_The problem_. Convert everything from the start of the entries down to the line containing "[0, 256, 27, 277]" into a two-column CSV with the headers text and answer. Give one row per entry, put each field in double quotes, and replace any line breaks with spaces.

-=-=-

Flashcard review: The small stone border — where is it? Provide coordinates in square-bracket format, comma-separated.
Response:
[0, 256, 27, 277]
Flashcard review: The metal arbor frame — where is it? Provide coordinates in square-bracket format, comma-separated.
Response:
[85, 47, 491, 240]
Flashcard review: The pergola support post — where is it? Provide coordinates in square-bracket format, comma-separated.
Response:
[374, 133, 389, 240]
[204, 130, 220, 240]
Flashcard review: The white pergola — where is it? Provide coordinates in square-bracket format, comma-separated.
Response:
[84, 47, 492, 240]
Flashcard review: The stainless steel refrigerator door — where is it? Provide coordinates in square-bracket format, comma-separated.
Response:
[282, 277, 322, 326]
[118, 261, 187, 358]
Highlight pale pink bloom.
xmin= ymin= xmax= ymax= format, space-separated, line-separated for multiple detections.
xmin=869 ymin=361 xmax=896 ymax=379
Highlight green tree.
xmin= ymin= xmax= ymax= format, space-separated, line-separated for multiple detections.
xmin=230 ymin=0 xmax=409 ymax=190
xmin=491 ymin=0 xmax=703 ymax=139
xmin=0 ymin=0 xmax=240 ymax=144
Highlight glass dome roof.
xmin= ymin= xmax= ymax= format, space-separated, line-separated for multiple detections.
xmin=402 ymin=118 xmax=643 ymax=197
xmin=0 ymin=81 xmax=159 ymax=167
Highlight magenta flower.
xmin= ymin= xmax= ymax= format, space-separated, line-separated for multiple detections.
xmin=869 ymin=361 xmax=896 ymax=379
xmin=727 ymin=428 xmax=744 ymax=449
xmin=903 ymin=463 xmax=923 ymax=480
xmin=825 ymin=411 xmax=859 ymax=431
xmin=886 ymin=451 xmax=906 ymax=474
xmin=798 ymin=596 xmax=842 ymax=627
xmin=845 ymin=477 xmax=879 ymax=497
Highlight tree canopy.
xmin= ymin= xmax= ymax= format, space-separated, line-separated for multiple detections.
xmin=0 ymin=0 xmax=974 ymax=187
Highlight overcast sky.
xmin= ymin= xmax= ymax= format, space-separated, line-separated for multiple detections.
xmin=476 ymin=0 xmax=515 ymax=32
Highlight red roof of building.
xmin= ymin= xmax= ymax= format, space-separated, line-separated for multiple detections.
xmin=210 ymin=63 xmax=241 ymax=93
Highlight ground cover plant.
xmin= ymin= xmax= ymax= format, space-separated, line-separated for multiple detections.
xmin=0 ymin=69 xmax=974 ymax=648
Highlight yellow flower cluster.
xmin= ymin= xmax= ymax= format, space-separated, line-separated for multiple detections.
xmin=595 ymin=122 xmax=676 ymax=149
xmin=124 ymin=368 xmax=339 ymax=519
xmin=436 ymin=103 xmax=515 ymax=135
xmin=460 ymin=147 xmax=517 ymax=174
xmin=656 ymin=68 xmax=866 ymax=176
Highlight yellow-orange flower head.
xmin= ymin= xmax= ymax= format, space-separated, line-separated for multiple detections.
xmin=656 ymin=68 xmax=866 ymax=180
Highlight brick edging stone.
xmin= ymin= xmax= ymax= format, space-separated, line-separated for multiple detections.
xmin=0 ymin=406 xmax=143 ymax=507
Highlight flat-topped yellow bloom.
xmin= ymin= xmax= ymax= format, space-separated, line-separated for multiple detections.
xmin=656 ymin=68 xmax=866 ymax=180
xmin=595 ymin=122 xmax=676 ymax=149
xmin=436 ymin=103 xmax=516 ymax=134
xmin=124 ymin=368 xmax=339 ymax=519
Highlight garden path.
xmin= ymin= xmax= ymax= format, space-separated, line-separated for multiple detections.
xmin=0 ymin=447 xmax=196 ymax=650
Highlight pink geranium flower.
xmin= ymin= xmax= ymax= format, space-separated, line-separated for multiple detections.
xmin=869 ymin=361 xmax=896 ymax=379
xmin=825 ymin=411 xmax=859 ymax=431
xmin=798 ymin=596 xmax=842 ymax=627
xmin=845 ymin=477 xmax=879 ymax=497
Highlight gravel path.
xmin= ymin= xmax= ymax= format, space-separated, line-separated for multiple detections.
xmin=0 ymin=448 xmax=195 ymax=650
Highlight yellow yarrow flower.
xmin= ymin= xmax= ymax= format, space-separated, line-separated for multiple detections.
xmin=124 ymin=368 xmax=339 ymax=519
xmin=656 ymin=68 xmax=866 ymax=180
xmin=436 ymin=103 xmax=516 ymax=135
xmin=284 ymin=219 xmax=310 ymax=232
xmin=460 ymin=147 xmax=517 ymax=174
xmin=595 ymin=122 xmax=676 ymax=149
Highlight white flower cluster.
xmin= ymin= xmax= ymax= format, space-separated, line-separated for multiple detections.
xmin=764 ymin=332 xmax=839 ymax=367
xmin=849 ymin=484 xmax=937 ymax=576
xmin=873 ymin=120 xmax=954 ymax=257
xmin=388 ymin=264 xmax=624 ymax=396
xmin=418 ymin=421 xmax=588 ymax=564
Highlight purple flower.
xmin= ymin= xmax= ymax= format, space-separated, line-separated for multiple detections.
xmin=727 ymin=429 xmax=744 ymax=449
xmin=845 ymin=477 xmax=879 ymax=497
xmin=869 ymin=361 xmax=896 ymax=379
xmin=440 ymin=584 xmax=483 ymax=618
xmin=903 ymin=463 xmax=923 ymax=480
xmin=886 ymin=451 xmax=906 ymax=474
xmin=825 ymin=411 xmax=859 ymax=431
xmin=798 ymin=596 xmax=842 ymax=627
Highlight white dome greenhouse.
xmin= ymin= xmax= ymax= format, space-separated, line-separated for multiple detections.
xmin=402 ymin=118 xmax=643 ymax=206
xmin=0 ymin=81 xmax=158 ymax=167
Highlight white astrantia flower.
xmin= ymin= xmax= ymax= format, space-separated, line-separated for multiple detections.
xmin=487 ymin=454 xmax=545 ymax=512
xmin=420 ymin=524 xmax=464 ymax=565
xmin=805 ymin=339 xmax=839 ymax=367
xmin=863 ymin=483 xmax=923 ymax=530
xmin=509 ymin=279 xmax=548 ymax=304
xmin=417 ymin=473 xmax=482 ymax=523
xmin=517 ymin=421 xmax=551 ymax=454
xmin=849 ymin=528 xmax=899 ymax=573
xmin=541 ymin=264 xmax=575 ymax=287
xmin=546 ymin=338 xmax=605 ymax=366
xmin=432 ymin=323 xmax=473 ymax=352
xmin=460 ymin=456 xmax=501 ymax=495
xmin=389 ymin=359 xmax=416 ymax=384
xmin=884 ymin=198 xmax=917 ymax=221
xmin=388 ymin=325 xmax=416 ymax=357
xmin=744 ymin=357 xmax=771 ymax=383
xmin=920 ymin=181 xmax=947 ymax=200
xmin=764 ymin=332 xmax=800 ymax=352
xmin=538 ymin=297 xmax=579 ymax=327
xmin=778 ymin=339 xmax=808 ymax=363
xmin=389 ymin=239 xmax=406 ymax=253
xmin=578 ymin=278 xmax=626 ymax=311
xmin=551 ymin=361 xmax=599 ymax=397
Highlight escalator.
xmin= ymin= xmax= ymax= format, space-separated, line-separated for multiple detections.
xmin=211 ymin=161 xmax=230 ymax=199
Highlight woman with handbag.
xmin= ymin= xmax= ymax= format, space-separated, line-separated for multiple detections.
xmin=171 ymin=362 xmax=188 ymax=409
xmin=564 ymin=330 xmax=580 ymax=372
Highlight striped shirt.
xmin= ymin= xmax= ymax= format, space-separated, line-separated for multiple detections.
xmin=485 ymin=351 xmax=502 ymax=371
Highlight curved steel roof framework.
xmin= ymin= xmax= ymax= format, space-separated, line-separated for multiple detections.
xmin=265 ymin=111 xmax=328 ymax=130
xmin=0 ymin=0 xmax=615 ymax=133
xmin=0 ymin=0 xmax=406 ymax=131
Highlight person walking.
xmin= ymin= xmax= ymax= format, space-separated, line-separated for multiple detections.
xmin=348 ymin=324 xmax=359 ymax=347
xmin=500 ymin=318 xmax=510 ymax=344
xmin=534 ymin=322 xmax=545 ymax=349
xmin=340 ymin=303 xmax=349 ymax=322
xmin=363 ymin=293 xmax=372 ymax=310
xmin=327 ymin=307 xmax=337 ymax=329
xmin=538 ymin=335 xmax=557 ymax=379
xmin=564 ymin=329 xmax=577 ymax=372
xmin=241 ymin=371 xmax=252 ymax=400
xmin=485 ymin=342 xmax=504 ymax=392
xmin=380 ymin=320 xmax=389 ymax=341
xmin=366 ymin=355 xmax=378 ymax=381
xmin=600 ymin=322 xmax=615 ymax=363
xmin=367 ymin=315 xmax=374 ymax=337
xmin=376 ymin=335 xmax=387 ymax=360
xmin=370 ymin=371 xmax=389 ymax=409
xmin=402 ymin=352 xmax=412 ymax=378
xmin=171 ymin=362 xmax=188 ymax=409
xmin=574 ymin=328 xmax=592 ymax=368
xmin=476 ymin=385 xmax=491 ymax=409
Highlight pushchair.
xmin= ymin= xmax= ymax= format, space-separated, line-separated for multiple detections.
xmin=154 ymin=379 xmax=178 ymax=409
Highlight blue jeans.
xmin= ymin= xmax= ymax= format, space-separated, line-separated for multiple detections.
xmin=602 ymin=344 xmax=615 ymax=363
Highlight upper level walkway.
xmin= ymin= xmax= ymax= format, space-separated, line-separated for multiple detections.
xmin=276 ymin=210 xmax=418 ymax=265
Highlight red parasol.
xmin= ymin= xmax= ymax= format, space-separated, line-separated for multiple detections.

-=-=-

_Solution to this problem_.
text,answer
"Flashcard review: The small stone border — where is it? Provide coordinates in square-bracket format, comma-separated. Response:","[0, 256, 27, 277]"